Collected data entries
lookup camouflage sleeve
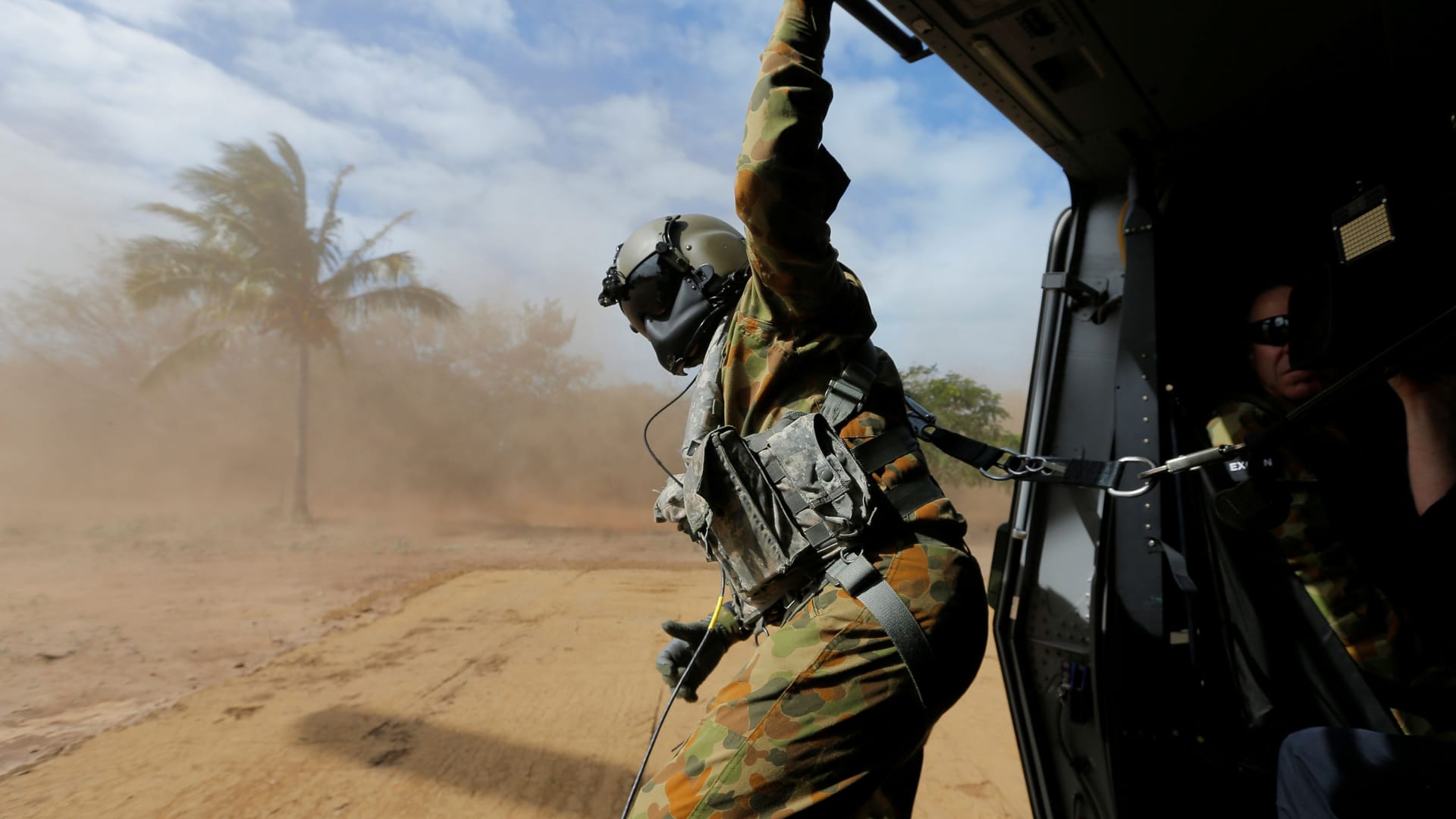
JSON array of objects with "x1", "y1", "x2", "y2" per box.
[{"x1": 734, "y1": 0, "x2": 849, "y2": 321}]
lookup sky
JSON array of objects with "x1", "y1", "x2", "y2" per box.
[{"x1": 0, "y1": 0, "x2": 1068, "y2": 391}]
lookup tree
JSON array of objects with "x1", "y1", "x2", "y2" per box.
[
  {"x1": 124, "y1": 134, "x2": 460, "y2": 520},
  {"x1": 900, "y1": 364, "x2": 1021, "y2": 484}
]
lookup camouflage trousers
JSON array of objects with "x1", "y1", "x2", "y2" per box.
[{"x1": 633, "y1": 539, "x2": 986, "y2": 819}]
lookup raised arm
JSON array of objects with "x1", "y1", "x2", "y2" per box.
[{"x1": 736, "y1": 0, "x2": 849, "y2": 321}]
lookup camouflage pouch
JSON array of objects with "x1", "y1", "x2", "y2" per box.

» Given problem: Rescale everything from the line containing "lookup raised arm" down to the end of the items, reproducing every line, including each lookup line and format line. Multiply every box coordinate in the answers by 1.15 and round to whole numbers, rounding halves up.

» Output of the task:
lookup raised arm
JSON array of objects with "x1", "y1", "x2", "y2" per box.
[{"x1": 846, "y1": 0, "x2": 976, "y2": 369}]
lookup camouflage pouch
JSON array of objects with "x1", "y1", "x2", "y2" per box.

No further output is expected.